## START

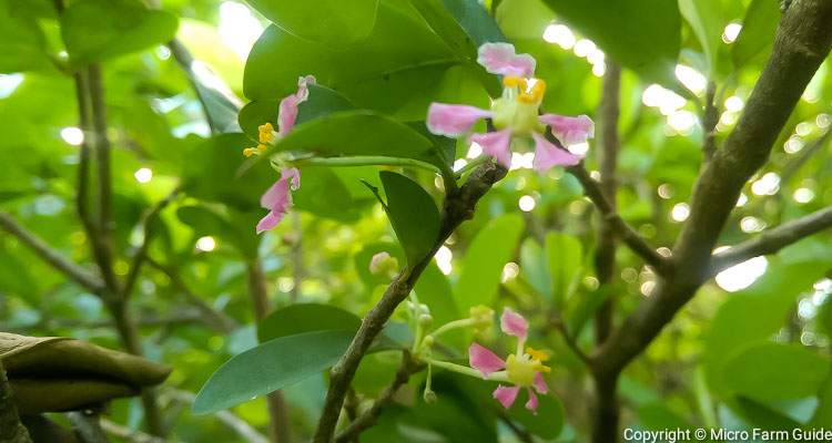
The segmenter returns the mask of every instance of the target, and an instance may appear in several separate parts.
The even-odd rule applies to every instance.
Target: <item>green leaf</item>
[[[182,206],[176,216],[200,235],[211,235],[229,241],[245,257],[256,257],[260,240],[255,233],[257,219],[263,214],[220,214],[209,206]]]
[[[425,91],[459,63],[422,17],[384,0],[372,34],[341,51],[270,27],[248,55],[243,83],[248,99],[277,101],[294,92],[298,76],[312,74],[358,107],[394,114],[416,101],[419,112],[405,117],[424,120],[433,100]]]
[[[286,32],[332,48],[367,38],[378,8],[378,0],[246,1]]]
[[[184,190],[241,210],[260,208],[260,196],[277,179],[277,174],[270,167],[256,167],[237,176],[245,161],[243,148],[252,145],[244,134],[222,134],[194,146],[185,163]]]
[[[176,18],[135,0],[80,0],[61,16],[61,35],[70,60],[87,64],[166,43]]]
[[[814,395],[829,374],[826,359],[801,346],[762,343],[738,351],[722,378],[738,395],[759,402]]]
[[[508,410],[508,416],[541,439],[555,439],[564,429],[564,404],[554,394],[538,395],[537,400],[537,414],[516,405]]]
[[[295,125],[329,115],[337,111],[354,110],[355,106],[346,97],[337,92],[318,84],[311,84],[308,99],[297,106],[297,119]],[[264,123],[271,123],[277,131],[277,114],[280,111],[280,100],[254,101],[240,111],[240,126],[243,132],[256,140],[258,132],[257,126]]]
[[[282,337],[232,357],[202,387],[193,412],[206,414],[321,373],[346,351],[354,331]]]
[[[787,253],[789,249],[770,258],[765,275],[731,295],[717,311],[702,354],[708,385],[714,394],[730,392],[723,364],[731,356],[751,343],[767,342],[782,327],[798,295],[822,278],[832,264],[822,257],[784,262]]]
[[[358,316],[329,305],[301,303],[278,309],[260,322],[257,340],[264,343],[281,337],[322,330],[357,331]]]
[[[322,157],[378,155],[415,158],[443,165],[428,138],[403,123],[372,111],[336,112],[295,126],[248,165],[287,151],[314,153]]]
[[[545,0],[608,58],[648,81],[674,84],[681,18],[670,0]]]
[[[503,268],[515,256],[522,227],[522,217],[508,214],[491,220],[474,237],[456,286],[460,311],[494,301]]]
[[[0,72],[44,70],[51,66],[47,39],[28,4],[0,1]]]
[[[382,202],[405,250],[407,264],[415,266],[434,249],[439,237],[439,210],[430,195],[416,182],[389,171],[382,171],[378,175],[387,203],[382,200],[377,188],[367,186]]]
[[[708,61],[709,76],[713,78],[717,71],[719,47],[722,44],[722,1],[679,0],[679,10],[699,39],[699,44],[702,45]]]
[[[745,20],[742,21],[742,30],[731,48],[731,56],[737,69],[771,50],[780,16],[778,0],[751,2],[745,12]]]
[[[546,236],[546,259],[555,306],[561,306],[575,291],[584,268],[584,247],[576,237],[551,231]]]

## END

Copy everything from the start of the records down to the line containing "[[[0,72],[44,70],[51,66],[47,39],[28,4],[0,1]]]", including that line, and reproduce each line unchanged. Leave the pictures out of your answer.

The segmenter returns the mask of every instance of the target, and an instance may appear in several separate parts.
The even-odd rule applies to every instance.
Target: <item>green leaf</item>
[[[182,206],[176,216],[200,235],[211,235],[229,241],[245,257],[256,257],[260,240],[255,233],[257,219],[263,214],[220,214],[209,206]]]
[[[425,91],[459,63],[422,17],[384,0],[372,34],[341,51],[270,27],[248,55],[243,83],[248,99],[277,101],[294,92],[298,76],[312,74],[358,107],[394,114],[416,101],[419,112],[405,117],[424,120],[433,100]]]
[[[286,32],[332,48],[367,38],[378,8],[378,0],[246,1]]]
[[[184,190],[241,210],[260,208],[260,196],[277,179],[277,174],[270,167],[256,167],[237,176],[245,161],[243,148],[252,145],[244,134],[222,134],[194,146],[185,163]]]
[[[176,18],[135,0],[80,0],[61,16],[61,35],[70,60],[87,64],[166,43]]]
[[[814,395],[829,374],[826,359],[801,346],[762,343],[738,351],[722,378],[738,395],[759,402]]]
[[[508,410],[508,416],[541,439],[555,439],[564,429],[564,404],[554,394],[538,395],[537,400],[537,414],[516,405]]]
[[[295,125],[329,115],[337,111],[354,110],[355,106],[346,97],[337,92],[318,84],[311,84],[308,99],[297,106],[297,119]],[[264,123],[271,123],[277,131],[277,114],[280,111],[280,100],[254,101],[240,111],[240,126],[243,132],[256,140],[258,132],[257,126]]]
[[[282,337],[232,357],[202,387],[193,412],[206,414],[321,373],[346,351],[354,331]]]
[[[787,253],[789,249],[770,258],[765,275],[731,295],[717,311],[702,354],[708,385],[714,394],[730,392],[723,364],[731,356],[751,343],[767,342],[782,327],[798,295],[822,278],[832,264],[822,257],[784,262]]]
[[[358,316],[329,305],[301,303],[278,309],[260,322],[257,340],[264,343],[281,337],[322,330],[357,331]]]
[[[322,157],[378,155],[415,158],[443,165],[428,138],[403,123],[372,111],[336,112],[295,126],[248,165],[287,151],[314,153]]]
[[[545,0],[608,58],[648,81],[674,84],[681,18],[670,0]]]
[[[503,268],[515,256],[522,227],[522,217],[508,214],[491,220],[474,237],[456,286],[460,311],[494,301]]]
[[[0,72],[44,70],[51,66],[47,39],[28,4],[0,1]]]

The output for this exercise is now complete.